# EXERCISE PROMPT:
Could you collect every line in the material below that contains the string "field" and copy each one? Letter case counts when matching.

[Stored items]

START

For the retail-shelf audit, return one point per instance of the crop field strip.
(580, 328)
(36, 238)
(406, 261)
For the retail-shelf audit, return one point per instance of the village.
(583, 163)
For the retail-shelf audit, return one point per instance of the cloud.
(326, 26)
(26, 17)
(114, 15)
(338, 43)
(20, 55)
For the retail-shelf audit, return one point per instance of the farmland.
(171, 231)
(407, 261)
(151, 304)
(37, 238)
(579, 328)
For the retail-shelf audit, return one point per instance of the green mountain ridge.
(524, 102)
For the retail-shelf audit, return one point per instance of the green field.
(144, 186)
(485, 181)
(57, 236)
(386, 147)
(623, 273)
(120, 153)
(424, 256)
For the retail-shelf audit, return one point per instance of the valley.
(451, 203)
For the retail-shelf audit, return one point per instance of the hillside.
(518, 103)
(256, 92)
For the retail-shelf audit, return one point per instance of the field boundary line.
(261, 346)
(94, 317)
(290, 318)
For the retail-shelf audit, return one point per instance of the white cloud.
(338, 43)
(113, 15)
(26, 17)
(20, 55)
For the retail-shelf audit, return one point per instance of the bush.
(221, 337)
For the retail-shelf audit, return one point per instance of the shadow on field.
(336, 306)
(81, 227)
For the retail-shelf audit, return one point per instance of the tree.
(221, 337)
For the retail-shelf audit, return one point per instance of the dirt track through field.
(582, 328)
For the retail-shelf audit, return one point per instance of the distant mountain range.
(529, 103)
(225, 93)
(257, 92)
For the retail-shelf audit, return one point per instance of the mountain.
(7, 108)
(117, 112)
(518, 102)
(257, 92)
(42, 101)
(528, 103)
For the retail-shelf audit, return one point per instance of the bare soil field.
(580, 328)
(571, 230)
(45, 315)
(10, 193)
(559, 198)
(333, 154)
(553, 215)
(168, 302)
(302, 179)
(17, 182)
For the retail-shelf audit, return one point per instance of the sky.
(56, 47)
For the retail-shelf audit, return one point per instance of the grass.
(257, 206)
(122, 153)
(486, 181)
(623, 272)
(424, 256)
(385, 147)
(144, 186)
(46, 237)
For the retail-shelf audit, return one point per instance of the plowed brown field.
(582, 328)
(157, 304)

END
START

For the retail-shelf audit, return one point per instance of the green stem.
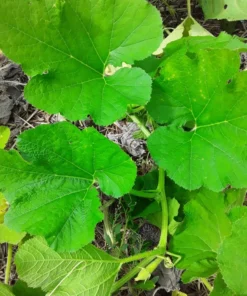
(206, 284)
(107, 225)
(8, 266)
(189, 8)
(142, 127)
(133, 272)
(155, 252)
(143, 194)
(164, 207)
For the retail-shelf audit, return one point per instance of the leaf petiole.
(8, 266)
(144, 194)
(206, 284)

END

# OUTPUT FOR THIS EXERCISE:
For the retail-shelf audit, return one point per instance of the crop field strip.
For the retail-shelf audit, return one point per instance of the green field.
For the retail-shelf audit, return one point per instance of the field boundary line.
For the retail-shelf audit, return one point per instance of the shadow on field.
For the retail-shelf audit, return one point per instance of the dirt track through field.
For the retail-shelf audit, return one point per instance of the bare soil field.
For the retail-shelf audit, return one point per instance of the plowed brown field.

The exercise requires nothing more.